-- begin Given passage --
Say the words ‘diesel Hilux’ and ‘power’ in the
one sentence and you’re sure to raise eyebrows, if not cause a smirk of
disbelief. Even with 120kW and 343Nm of torque, the sheer size of the new Hilux
is sure to mitigate against anything likely to be faster than a snail. Isn’t it?
Well we can’t talk for the standard car, but we can say that a diesel Hilux running a
power-up kit from Queensland’s Taipan XP is sure to put the cat amongst the
The kit – which comprises a 3-inch exhaust, Xede
electronic engine management interceptor, Safari intake snorkel and K&N
filter – gives an amazing increase in performance, without any of the normally
associated downsides like exhaust drone or engine stutters.
But before we get into the detail on the kit,
let’s take a look at the engine - it’s one of the most sophisticated diesels on
the local market.
-- end Given passage --
-- begin Given records --
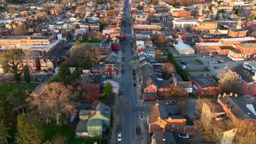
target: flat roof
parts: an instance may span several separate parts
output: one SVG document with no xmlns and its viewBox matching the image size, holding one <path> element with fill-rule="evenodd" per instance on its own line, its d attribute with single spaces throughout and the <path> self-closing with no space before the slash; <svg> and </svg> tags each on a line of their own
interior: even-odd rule
<svg viewBox="0 0 256 144">
<path fill-rule="evenodd" d="M 198 75 L 197 76 L 190 76 L 189 77 L 192 80 L 194 80 L 201 87 L 218 87 L 218 83 L 215 81 L 209 75 Z"/>
</svg>

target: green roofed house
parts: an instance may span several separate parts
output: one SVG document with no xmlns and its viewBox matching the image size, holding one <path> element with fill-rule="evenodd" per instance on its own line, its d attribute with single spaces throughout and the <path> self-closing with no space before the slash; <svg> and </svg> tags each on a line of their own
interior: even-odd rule
<svg viewBox="0 0 256 144">
<path fill-rule="evenodd" d="M 75 130 L 78 138 L 101 137 L 110 127 L 111 108 L 100 103 L 92 106 L 92 110 L 80 110 L 80 121 Z"/>
</svg>

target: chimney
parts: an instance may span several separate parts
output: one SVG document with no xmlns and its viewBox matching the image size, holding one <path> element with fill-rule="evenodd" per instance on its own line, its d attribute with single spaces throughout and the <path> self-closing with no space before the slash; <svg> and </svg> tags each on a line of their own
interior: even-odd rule
<svg viewBox="0 0 256 144">
<path fill-rule="evenodd" d="M 237 94 L 236 94 L 236 93 L 235 94 L 235 97 L 236 97 L 236 98 L 237 97 Z"/>
</svg>

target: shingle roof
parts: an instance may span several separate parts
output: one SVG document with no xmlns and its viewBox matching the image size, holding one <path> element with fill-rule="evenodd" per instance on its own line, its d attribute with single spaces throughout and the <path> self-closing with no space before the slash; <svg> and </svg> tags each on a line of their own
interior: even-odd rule
<svg viewBox="0 0 256 144">
<path fill-rule="evenodd" d="M 248 119 L 256 119 L 256 115 L 246 107 L 246 102 L 242 97 L 235 97 L 226 95 L 219 98 L 224 104 L 226 104 L 227 108 L 230 109 L 233 115 L 241 120 Z M 256 104 L 253 104 L 255 107 Z"/>
<path fill-rule="evenodd" d="M 241 76 L 241 78 L 247 83 L 254 81 L 252 79 L 254 74 L 252 71 L 242 67 L 238 65 L 231 68 L 229 70 L 233 72 L 236 72 L 236 73 L 238 74 Z"/>
</svg>

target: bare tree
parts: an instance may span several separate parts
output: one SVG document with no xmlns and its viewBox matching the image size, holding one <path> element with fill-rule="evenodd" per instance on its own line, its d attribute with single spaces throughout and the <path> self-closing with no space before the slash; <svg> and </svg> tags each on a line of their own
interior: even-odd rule
<svg viewBox="0 0 256 144">
<path fill-rule="evenodd" d="M 184 88 L 172 83 L 166 92 L 166 95 L 167 97 L 178 98 L 181 96 L 187 95 L 188 93 Z"/>
<path fill-rule="evenodd" d="M 60 124 L 62 113 L 70 112 L 73 106 L 69 104 L 72 93 L 71 89 L 60 82 L 51 82 L 44 85 L 42 97 L 31 100 L 31 105 L 37 106 L 40 113 L 55 118 L 57 125 Z"/>
<path fill-rule="evenodd" d="M 14 34 L 16 35 L 25 35 L 26 34 L 26 29 L 25 24 L 18 25 L 14 29 Z"/>
<path fill-rule="evenodd" d="M 221 71 L 219 76 L 219 85 L 223 92 L 241 94 L 242 80 L 239 75 L 235 72 L 230 73 L 223 71 Z"/>
</svg>

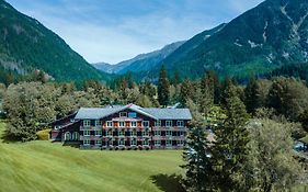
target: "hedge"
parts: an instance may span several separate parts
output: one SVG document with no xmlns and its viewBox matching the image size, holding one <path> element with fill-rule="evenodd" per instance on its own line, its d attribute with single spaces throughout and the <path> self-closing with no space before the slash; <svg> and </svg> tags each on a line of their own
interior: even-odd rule
<svg viewBox="0 0 308 192">
<path fill-rule="evenodd" d="M 39 132 L 36 132 L 36 136 L 39 140 L 48 140 L 49 139 L 49 133 L 52 132 L 50 128 L 48 129 L 43 129 Z"/>
</svg>

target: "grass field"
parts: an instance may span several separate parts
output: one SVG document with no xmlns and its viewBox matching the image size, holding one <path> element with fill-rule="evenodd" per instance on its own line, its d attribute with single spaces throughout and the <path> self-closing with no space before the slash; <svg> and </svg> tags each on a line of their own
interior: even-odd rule
<svg viewBox="0 0 308 192">
<path fill-rule="evenodd" d="M 0 134 L 4 123 L 0 122 Z M 180 191 L 180 150 L 79 150 L 59 143 L 0 142 L 0 191 Z"/>
</svg>

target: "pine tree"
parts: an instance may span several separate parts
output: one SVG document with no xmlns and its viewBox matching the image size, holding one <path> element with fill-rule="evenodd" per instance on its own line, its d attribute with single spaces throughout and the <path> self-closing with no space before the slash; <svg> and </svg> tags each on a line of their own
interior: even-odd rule
<svg viewBox="0 0 308 192">
<path fill-rule="evenodd" d="M 202 124 L 192 125 L 187 146 L 189 150 L 183 154 L 183 158 L 187 163 L 182 166 L 182 168 L 186 169 L 184 184 L 189 191 L 207 191 L 210 165 L 207 150 L 208 142 Z"/>
<path fill-rule="evenodd" d="M 189 99 L 192 99 L 192 88 L 193 84 L 189 79 L 185 79 L 184 82 L 182 82 L 180 90 L 180 101 L 182 104 L 185 104 Z"/>
<path fill-rule="evenodd" d="M 159 72 L 158 81 L 158 101 L 161 105 L 167 106 L 169 104 L 169 79 L 164 67 L 162 66 Z"/>
<path fill-rule="evenodd" d="M 231 81 L 227 81 L 224 95 L 227 118 L 214 129 L 217 140 L 212 148 L 214 185 L 220 191 L 244 191 L 243 169 L 249 153 L 249 133 L 244 125 L 248 114 Z"/>
<path fill-rule="evenodd" d="M 262 106 L 259 90 L 260 86 L 252 77 L 244 89 L 244 104 L 248 113 L 254 113 L 258 108 Z"/>
<path fill-rule="evenodd" d="M 214 104 L 214 97 L 215 97 L 215 86 L 214 79 L 208 76 L 208 72 L 202 78 L 201 80 L 201 109 L 204 114 L 208 112 L 210 106 Z"/>
</svg>

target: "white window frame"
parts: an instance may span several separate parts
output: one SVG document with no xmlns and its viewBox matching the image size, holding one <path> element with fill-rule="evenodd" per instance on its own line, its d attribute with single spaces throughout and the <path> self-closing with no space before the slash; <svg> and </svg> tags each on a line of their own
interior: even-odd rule
<svg viewBox="0 0 308 192">
<path fill-rule="evenodd" d="M 142 133 L 142 137 L 148 137 L 150 135 L 150 132 L 148 128 L 144 129 L 141 133 Z"/>
<path fill-rule="evenodd" d="M 145 123 L 148 124 L 148 125 L 145 126 Z M 150 122 L 149 122 L 149 121 L 142 121 L 142 126 L 144 126 L 144 127 L 150 127 Z"/>
<path fill-rule="evenodd" d="M 91 126 L 91 120 L 83 120 L 83 126 L 90 127 Z"/>
<path fill-rule="evenodd" d="M 134 143 L 134 144 L 133 144 Z M 136 146 L 137 145 L 137 140 L 135 140 L 135 139 L 132 139 L 130 140 L 130 146 Z"/>
<path fill-rule="evenodd" d="M 130 114 L 130 115 L 129 115 Z M 134 115 L 132 115 L 134 114 Z M 137 113 L 136 112 L 128 112 L 127 113 L 127 117 L 130 117 L 130 118 L 136 118 L 137 117 Z"/>
<path fill-rule="evenodd" d="M 101 120 L 95 120 L 95 126 L 102 126 L 102 121 Z"/>
<path fill-rule="evenodd" d="M 183 146 L 184 145 L 184 140 L 176 140 L 176 145 L 179 146 Z"/>
<path fill-rule="evenodd" d="M 102 145 L 102 140 L 95 140 L 95 145 Z"/>
<path fill-rule="evenodd" d="M 91 144 L 91 143 L 90 143 L 89 139 L 83 140 L 83 145 L 90 145 L 90 144 Z"/>
<path fill-rule="evenodd" d="M 106 136 L 113 136 L 113 131 L 112 129 L 107 129 L 107 132 L 106 132 Z"/>
<path fill-rule="evenodd" d="M 160 127 L 161 126 L 161 121 L 155 121 L 155 127 Z"/>
<path fill-rule="evenodd" d="M 103 135 L 102 131 L 94 131 L 94 133 L 95 133 L 95 136 L 102 136 Z"/>
<path fill-rule="evenodd" d="M 65 140 L 71 140 L 71 134 L 70 132 L 65 133 Z"/>
<path fill-rule="evenodd" d="M 125 115 L 123 115 L 123 114 L 125 114 Z M 119 117 L 127 117 L 127 112 L 119 112 L 119 113 L 118 113 L 118 116 L 119 116 Z"/>
<path fill-rule="evenodd" d="M 83 131 L 83 136 L 90 136 L 90 135 L 91 135 L 91 132 L 89 129 Z"/>
<path fill-rule="evenodd" d="M 133 125 L 133 123 L 134 123 L 135 125 Z M 137 127 L 137 122 L 130 122 L 130 127 Z"/>
<path fill-rule="evenodd" d="M 180 124 L 180 125 L 179 125 Z M 184 127 L 184 121 L 178 121 L 176 122 L 178 127 Z"/>
<path fill-rule="evenodd" d="M 117 140 L 117 145 L 118 145 L 118 146 L 124 146 L 124 145 L 125 145 L 125 140 L 124 140 L 124 139 Z"/>
<path fill-rule="evenodd" d="M 122 134 L 122 133 L 123 133 L 123 134 Z M 124 136 L 125 136 L 125 129 L 119 129 L 118 136 L 119 136 L 119 137 L 124 137 Z"/>
<path fill-rule="evenodd" d="M 171 137 L 172 136 L 172 131 L 166 131 L 166 136 Z"/>
<path fill-rule="evenodd" d="M 155 136 L 161 136 L 161 131 L 155 131 Z"/>
<path fill-rule="evenodd" d="M 155 146 L 161 146 L 161 140 L 155 140 Z"/>
<path fill-rule="evenodd" d="M 106 127 L 113 127 L 113 122 L 112 121 L 106 121 Z"/>
<path fill-rule="evenodd" d="M 149 145 L 149 140 L 148 139 L 142 140 L 142 145 L 144 146 L 148 146 Z"/>
<path fill-rule="evenodd" d="M 121 125 L 123 123 L 123 126 Z M 118 122 L 118 127 L 125 127 L 125 122 Z"/>
<path fill-rule="evenodd" d="M 171 120 L 167 120 L 164 123 L 166 123 L 166 127 L 172 127 L 172 121 Z"/>
<path fill-rule="evenodd" d="M 129 131 L 130 137 L 136 137 L 137 136 L 137 131 L 136 129 L 130 129 Z"/>
<path fill-rule="evenodd" d="M 79 135 L 78 132 L 73 132 L 73 133 L 71 134 L 71 139 L 72 139 L 72 140 L 79 140 L 79 138 L 80 138 L 80 135 Z"/>
</svg>

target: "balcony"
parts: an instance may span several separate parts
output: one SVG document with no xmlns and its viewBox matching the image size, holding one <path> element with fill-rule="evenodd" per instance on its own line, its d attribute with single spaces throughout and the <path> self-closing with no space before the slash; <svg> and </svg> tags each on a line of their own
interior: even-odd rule
<svg viewBox="0 0 308 192">
<path fill-rule="evenodd" d="M 102 126 L 80 126 L 80 131 L 102 131 Z"/>
<path fill-rule="evenodd" d="M 80 135 L 80 140 L 101 140 L 102 136 L 95 136 L 95 135 L 89 135 L 89 136 L 84 136 L 84 135 Z"/>
</svg>

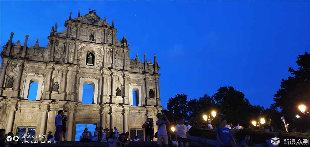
-- end Given records --
**Required task**: From the passage on the diesel Hilux, pull out the text starting at "Say the words" and ending at "snail. Isn’t it?", word for word.

**Written answer**:
Say the words ‘diesel Hilux’ and ‘power’ in the
one sentence and you’re sure to raise eyebrows, if not cause a smirk of
disbelief. Even with 120kW and 343Nm of torque, the sheer size of the new Hilux
is sure to mitigate against anything likely to be faster than a snail. Isn’t it?